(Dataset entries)

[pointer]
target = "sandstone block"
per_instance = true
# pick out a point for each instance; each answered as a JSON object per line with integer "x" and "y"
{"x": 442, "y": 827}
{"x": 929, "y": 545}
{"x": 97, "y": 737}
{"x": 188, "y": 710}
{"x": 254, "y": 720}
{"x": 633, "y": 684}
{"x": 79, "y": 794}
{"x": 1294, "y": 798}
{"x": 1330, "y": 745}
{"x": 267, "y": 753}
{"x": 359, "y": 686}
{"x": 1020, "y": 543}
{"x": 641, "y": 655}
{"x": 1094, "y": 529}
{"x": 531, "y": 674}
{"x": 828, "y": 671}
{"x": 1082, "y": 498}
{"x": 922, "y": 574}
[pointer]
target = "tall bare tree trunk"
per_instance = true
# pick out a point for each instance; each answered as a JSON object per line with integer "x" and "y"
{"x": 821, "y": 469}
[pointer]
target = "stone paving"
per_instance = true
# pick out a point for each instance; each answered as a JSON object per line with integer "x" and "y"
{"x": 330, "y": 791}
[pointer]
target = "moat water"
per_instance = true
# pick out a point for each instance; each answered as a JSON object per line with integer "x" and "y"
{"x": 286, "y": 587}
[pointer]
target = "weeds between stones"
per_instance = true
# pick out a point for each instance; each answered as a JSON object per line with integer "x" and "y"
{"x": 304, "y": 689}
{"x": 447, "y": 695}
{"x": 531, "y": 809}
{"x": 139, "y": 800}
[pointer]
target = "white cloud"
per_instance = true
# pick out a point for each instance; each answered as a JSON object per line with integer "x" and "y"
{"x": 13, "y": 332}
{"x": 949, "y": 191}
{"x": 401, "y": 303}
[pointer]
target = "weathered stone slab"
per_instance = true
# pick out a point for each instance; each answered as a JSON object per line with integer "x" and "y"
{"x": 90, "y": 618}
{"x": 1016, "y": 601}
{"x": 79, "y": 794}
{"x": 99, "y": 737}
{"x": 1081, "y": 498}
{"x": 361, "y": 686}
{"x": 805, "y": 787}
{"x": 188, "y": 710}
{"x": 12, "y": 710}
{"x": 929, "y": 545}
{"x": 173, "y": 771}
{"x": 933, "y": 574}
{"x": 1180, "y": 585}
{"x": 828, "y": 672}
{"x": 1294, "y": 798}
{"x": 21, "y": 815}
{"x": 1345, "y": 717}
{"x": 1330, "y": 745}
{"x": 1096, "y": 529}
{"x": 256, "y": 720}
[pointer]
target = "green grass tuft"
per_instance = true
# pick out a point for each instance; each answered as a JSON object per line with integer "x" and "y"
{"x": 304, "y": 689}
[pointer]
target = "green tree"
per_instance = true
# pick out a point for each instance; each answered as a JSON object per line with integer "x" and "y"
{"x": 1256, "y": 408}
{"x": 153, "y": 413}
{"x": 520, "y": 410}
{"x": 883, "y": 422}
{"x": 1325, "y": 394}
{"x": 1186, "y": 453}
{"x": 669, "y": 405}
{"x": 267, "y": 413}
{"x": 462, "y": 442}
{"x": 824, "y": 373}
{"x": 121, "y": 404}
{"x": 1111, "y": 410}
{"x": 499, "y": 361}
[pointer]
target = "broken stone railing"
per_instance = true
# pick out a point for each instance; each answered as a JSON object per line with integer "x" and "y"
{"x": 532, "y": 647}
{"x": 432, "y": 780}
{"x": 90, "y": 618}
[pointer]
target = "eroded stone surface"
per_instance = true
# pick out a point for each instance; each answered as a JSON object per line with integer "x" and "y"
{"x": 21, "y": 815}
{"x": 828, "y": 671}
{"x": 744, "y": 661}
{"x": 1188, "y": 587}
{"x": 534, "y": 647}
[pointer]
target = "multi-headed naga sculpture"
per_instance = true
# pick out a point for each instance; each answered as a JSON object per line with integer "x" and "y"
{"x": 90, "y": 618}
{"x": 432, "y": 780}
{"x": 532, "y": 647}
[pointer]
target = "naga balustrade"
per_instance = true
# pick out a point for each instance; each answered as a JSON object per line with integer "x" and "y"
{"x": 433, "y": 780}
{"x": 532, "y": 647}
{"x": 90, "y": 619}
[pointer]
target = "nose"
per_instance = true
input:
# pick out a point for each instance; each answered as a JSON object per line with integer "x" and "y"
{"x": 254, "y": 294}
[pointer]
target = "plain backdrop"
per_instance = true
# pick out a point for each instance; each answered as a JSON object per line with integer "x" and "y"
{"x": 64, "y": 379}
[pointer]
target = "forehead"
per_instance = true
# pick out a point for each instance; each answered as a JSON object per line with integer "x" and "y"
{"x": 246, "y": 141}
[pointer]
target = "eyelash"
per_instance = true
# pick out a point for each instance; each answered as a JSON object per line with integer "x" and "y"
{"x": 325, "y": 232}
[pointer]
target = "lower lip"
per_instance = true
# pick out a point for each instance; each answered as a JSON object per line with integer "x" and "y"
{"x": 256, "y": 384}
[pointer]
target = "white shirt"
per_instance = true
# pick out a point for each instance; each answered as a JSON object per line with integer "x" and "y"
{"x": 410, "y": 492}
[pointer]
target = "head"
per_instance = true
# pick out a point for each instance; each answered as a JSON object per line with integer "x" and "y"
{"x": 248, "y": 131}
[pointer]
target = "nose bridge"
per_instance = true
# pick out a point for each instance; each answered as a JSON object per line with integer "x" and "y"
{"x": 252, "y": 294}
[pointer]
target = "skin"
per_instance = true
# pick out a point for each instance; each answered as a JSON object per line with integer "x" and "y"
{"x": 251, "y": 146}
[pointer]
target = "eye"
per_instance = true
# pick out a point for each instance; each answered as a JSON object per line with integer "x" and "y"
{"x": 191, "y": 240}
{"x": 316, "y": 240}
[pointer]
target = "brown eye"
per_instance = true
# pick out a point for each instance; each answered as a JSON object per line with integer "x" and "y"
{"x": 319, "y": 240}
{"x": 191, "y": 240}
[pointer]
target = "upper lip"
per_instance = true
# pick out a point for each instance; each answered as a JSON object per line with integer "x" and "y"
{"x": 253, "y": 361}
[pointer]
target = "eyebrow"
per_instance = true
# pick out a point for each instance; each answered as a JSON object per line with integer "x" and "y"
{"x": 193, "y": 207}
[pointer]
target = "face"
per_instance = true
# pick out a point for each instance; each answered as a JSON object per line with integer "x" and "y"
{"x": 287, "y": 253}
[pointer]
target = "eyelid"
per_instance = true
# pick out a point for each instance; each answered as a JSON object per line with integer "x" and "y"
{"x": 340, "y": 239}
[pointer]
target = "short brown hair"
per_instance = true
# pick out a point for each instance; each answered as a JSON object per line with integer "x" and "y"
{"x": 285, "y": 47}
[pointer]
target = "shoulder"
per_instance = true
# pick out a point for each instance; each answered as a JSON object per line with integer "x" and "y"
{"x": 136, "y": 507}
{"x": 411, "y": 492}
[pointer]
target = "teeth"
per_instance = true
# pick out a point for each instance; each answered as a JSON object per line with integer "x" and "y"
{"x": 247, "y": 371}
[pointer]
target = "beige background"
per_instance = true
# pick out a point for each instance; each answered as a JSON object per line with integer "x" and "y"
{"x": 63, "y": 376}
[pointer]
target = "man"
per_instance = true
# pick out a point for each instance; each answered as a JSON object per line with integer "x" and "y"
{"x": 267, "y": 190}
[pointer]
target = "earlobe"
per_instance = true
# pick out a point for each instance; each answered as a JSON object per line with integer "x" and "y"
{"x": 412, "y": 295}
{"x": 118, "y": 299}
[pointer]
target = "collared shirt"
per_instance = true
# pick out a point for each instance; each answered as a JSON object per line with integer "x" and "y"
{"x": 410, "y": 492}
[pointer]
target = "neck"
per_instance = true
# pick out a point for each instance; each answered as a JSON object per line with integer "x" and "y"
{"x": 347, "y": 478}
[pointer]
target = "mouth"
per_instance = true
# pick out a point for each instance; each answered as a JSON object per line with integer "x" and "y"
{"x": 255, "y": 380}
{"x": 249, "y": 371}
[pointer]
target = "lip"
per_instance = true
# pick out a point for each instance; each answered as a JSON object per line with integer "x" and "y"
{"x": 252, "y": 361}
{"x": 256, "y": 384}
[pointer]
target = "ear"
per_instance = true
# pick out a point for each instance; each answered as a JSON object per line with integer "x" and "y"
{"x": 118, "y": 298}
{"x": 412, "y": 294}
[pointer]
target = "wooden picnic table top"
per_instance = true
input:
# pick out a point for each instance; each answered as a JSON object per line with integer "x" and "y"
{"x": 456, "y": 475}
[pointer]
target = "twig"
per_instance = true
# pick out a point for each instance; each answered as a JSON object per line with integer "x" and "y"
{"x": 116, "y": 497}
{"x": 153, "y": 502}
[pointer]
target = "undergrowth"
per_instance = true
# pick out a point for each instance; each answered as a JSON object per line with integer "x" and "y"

## PROMPT
Lines from the entries that contain the string "green" must be found and copied.

## PROBLEM SOLUTION
target = "green grass tuft"
target = "green tree"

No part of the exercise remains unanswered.